◆ Task description ◆
Every record, down to the last line, must be given again exactly.

◆ Data for the task ◆
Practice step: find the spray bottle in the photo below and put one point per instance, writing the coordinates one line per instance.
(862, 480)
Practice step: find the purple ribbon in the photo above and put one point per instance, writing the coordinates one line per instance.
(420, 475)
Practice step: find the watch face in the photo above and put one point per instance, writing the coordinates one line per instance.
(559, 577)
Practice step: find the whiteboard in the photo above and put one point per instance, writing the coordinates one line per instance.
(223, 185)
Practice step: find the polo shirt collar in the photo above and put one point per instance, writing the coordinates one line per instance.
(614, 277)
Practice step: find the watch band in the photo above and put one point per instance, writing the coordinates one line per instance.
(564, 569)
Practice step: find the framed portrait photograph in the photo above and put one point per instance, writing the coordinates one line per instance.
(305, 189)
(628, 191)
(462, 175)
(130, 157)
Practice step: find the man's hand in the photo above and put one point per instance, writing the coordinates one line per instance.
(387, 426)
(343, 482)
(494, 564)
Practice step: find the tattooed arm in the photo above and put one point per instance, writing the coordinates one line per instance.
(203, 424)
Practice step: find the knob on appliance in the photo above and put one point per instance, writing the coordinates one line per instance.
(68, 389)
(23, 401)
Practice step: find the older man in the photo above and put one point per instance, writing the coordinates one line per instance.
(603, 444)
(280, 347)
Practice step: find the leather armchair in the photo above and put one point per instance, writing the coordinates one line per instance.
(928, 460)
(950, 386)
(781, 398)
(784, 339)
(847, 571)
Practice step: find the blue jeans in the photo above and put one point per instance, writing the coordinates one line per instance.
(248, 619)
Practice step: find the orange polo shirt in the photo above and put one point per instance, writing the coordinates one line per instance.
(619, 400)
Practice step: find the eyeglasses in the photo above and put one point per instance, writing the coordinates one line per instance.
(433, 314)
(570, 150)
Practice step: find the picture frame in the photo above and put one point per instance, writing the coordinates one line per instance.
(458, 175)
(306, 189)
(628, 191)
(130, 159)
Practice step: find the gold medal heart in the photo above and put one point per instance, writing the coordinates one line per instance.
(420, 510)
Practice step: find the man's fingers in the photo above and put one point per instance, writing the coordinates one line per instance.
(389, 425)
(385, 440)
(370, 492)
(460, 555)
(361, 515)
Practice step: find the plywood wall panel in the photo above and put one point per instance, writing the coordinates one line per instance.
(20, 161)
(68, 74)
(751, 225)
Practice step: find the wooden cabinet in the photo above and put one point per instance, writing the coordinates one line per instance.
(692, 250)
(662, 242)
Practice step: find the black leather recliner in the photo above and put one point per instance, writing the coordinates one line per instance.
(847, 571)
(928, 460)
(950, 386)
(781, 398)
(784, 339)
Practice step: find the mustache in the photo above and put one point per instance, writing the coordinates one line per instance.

◆ Response box ◆
Practice step: find the spray bottle in the photo below and put one point per instance, writing the coordinates one line per instance.
(862, 480)
Practice step: find the purple ribbon in the photo above and put one point per instance, writing the coordinates one line per instance.
(420, 475)
Practice step: find the watch face in the photo above and put one point per instance, writing the coordinates one line per instance.
(559, 577)
Practice step: find the whiteboard in the photo above and put one point per instance, writing the coordinates one line per instance.
(223, 185)
Practice step: find the polo shirt collar in the photo above and put one point per instance, writing the coordinates one line per instance.
(614, 277)
Practice step: find the watch band in the photo above and put one point per instance, writing the coordinates one line per instance.
(564, 569)
Practice step: find the framed portrait photograph in the photo above and put one point per instance, writing the coordinates one line per instance.
(305, 189)
(628, 191)
(462, 175)
(130, 157)
Practice step: find the man's hand in the photo above and put one point per instance, writing the coordinates one line per instance.
(387, 426)
(343, 482)
(494, 564)
Practice step: find the tattooed arm in the photo above and put one point per instance, writing the coordinates one line per instance.
(203, 424)
Practice step: find the knob on appliance in the photo above and put one point per instance, writing the coordinates one line per instance.
(68, 389)
(23, 401)
Practice step: find the older man in the photo above and put one point per instance, writing the coordinates one line per instance.
(603, 444)
(280, 347)
Practice step: find the leather armchair in the photo above and put one point per instance, writing the coordinates one line per instance.
(928, 460)
(950, 386)
(781, 398)
(784, 339)
(847, 571)
Practice step: find the blue jeans in the photo above and put one point per instance, writing the coordinates one line per instance.
(248, 619)
Practice step: find the orange polo shirt in the photo above and put one point per instance, writing the coordinates one line per instance.
(619, 400)
Practice step: find the eyeglasses in the photo above and put one point per instance, writing the coordinates one line per instance.
(433, 314)
(570, 150)
Practice step: find the picture frame in the photo above and put one point per instance, writing the coordinates one line per instance.
(458, 175)
(306, 189)
(628, 191)
(130, 159)
Practice step: find the gold medal heart in the photo above and put one point per instance, writing the coordinates one line per instance.
(420, 510)
Practice step: find the man's fingers in the photo above and put one point per instance, writing the coordinates one line per instance.
(389, 425)
(385, 440)
(370, 492)
(460, 555)
(361, 515)
Practice step: find the plywood wall panel in the photo above and put one point per instance, writing the coordinates one line per instance.
(20, 161)
(68, 74)
(751, 225)
Practice step: find the wooden cabinet in the photo above and put one point per instance, writing the coordinates one line per instance.
(692, 250)
(662, 242)
Practice step: find the black leather recliner in the photo above and put one point per instance, writing the coordinates one line per instance.
(847, 571)
(928, 460)
(950, 386)
(781, 398)
(784, 339)
Practice step: find the mustache in the photo above and put one point per instance, writing the coordinates one line per instance.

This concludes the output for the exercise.